Exercise aim => Pull out every line in the rows below that contains the string "instance". Case counts.

Source material =>
● ● ●

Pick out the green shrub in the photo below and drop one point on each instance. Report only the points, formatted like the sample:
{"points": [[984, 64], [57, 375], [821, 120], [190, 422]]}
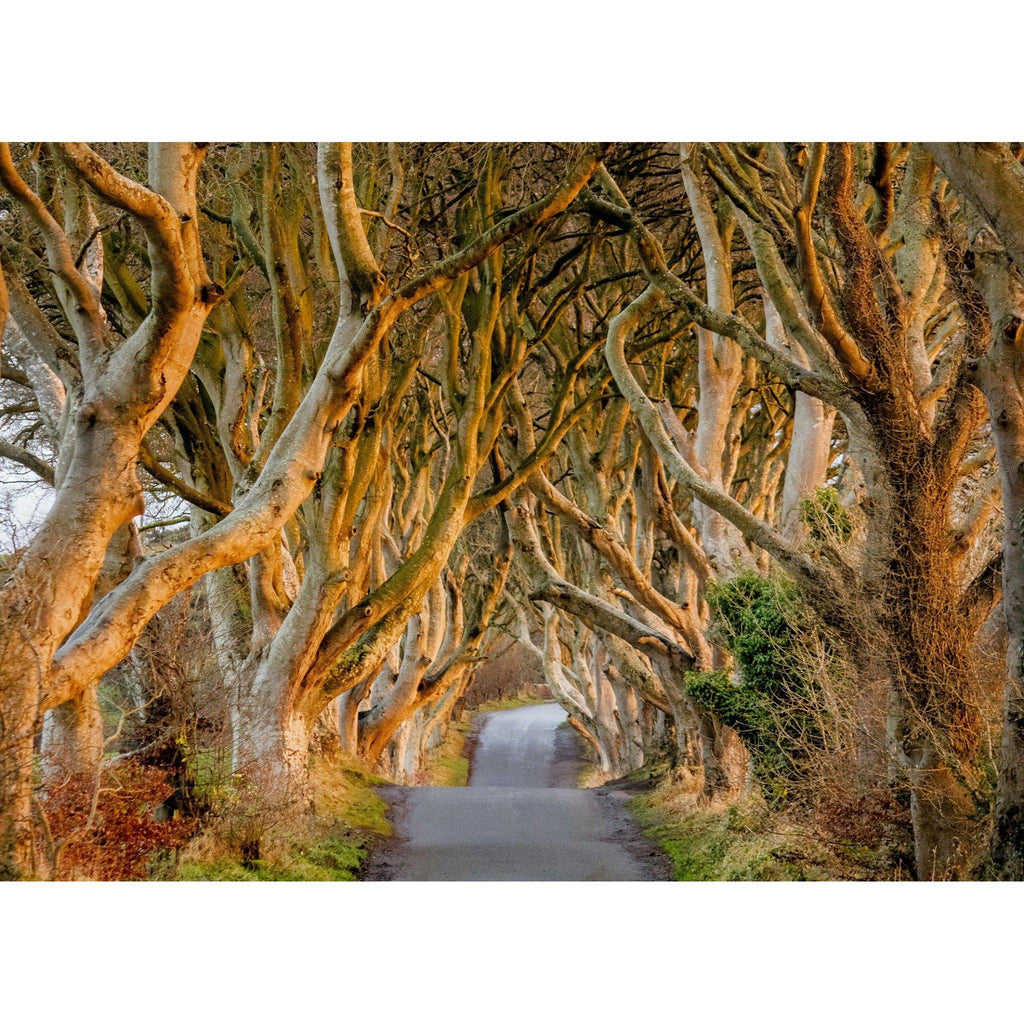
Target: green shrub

● ● ●

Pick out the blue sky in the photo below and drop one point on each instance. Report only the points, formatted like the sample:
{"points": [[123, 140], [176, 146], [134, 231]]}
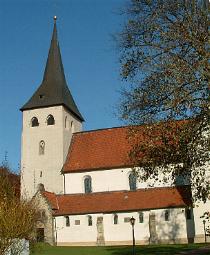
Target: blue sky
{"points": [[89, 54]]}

● ● ●

Solution below =>
Pick out the green shrub in the photo below and drop one point on each instance. Report only the points, formatted like the sample:
Pick out the blue sky in the photo below and drop one point on each instance. Report only the points, formatted like the sample:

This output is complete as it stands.